**SOURCE TEXT**.
..........
Visibility (\(P(e_j)\)): Probability that the beam reaches cell \(j\): \[ P(e_j) = o_j \prod_{k=1}^{j-1} (1 - o_k) \]
Information Density (\(C_k\)): Cumulative info gain based on inverse sensor model.
Analytic Summation: \[ I_{FSMI} = \sum_{j=0}^{n} \sum_{k=1}^{n} P(e_j) C_k G_{k,j} \]

The Uniform-FSMI variant simplifies this to \(O(n)\) complexity: \[ I \approx \sum_{j=0}^{n} P(e_j) \frac{D_{j+H} - D_{j-H-1}}{2H + 1} \]

Hierarchical Architecture

I-MPPI employs a three-layer GNC stack:

graph TD
    subgraph L1 [Layer 1: Global Guidance - FUEL ~1 Hz]
        FIS[Frontier Information Structure] --> TSP[TSP Solver]
        TSP --> Waypoints[Global Waypoints]
    end

    subgraph L2 [Layer 2: Local Refinement ~5-10 Hz]
        Waypoints --> VO[Viewpoint Optimization]
        VO --> FSMI_Metric[FSMI Reward]
        FSMI_Metric --> RefTraj[Informed Reference Trajectory τ_ref]
    end

    subgraph L3 [Layer 3: Reactive Control - Biased-MPPI ~50 Hz]
        RefTraj --> Mixture[Mixture Sampling Distribution]
        Mixture --> MPPI_Opt[Parallel CUDA Rollouts]
        MPPI_Opt --> NomControl[Optimal Control u*]
    end

    subgraph L4 [Feedback Layer: Feedback-MPPI ≥ 200 Hz]
        MPPI_Opt --> Sens[Sensitivity Analysis ∂u*/∂x₀]
        Sens --> Gains[Feedback Gains F]
        Gains --> FinalControl[Control Law: u* + FΔx]
    end

    %% Data Flow & Environment
    Map[(Occupancy Grid)] -.-> FIS
    Map -.-> FSMI_Metric
    State[UAV State x₀] --> L3
    State --> L4
    FinalControl --> Actuators[/Motor Commands/]

    %% Styling
    style L1 fill:#e1f5fe,stroke:#01579b
    style L2 fill:#e8f5e9,stroke:#1b5e20
    style L3 fill:#fff3e0,stroke:#e65100
    style L4 fill:#fce4ec,stroke:#880e4f
    style Map fill:#f3e5f5,stroke:#4a148c

Layer 1: Global Guidance (FUEL): Maintains a Frontier Information Structure (FIS) and generates global waypoints via TSP.
..........
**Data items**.
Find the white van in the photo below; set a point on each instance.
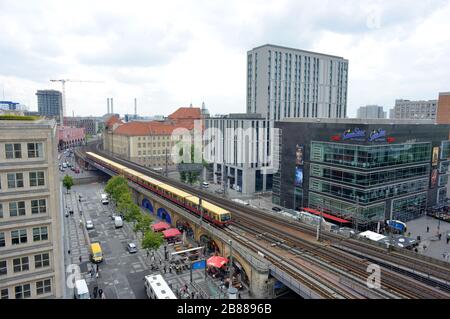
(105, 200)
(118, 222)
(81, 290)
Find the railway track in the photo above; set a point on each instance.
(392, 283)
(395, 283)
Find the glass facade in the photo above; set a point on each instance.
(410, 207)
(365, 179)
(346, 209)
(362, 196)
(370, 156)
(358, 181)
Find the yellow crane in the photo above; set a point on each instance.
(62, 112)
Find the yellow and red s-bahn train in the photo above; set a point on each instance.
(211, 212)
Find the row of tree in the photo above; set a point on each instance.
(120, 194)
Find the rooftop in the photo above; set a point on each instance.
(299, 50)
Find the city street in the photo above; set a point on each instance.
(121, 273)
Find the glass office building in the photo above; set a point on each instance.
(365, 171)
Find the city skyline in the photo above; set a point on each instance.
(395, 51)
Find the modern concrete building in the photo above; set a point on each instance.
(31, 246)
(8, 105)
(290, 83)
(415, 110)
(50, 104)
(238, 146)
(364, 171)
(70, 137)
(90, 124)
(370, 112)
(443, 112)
..........
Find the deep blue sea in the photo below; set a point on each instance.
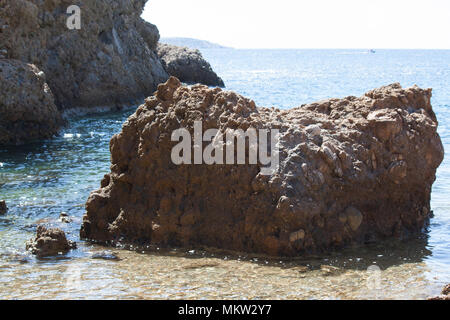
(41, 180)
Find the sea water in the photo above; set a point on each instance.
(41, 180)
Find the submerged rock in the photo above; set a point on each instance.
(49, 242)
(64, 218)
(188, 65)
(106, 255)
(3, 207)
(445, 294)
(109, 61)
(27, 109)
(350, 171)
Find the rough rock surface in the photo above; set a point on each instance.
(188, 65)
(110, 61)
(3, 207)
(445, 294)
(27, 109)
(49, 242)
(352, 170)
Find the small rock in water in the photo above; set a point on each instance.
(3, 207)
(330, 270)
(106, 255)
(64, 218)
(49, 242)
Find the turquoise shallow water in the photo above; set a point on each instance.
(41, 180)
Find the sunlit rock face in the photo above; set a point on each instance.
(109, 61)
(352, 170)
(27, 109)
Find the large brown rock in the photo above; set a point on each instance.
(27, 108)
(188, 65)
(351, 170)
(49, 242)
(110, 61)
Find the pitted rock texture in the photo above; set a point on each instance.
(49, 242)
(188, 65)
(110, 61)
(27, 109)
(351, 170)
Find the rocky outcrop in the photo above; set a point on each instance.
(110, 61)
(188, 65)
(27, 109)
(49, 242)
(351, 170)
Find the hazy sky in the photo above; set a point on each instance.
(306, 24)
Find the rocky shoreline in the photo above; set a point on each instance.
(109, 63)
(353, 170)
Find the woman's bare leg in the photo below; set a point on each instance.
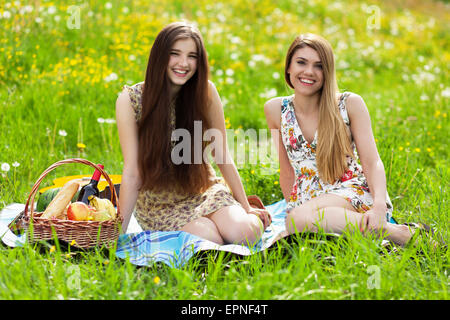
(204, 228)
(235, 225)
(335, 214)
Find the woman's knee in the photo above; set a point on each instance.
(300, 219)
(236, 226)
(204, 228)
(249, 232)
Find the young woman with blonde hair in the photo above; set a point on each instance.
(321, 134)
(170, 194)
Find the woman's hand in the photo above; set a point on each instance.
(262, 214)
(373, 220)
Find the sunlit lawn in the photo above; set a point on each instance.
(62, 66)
..........
**WHAT THE TASK REQUIRES**.
Pick up the text on the I-MPPI hierarchical architecture after its last sentence and continue it.

**EXERCISE ANSWER**.
Layer 2: Local Refinement: Refines global paths into an Informed Reference Trajectory \((\tau_{ref})\) maximizing info gain.
Layer 3: Reactive Control (Biased-MPPI): Uses a mixture distribution: \[ \mathbb{Q}_s = (1-\alpha)\mathcal{N}(\bar{u}, \Sigma) + \alpha \mathbb{Q}_{biased} \] where \(\mathbb{Q}_{biased}\) is centered on \(\tau_{ref}\).

Feedback-MPPI & Sensitivity Analysis

To support agile maneuvers, F-MPPI computes local linear feedback gains \(F\) derived from sensitivity analysis:

\[ F = \frac{\partial u^*}{\partial x_0} = \sum_{k=0}^{K} \frac{\partial \pi}{\partial \theta} \Delta \theta^k \frac{\omega^k}{\lambda} \left(\frac{\partial J^k}{\partial x_0} - \sum_{j=1}^{K} \omega^j \frac{\partial J^j}{\partial x_0}\right) + \frac{\partial \pi}{\partial x_0} \]

The control law becomes \(u = u^* + F(\hat{x} - x_{sp})\), allowing for high-bandwidth corrections (\(\ge 200\) Hz).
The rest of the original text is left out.